Position identification records:

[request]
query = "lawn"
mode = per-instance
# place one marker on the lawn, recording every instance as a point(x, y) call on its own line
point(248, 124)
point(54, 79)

■ DIRECTION ■
Repeat every line of the data above, keeping each one identical to the original.

■ THE ANSWER ■
[request]
query = "lawn"
mode = per-instance
# place one marker on the lawn, recording every instance as a point(x, y) call on its own line
point(248, 124)
point(54, 79)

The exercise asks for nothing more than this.